▶ _ASSIGNMENT_:
Your answer should be an exact copy of every record.

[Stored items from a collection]
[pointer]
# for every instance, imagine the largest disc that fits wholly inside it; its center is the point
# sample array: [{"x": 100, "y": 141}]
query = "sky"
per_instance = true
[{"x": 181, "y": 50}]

▶ _RESULT FOR THIS EXERCISE_:
[pointer]
# for every instance, imagine the largest disc that fits wholly inside it; its center is the point
# sample array: [{"x": 100, "y": 141}]
query = "sky"
per_instance = true
[{"x": 181, "y": 50}]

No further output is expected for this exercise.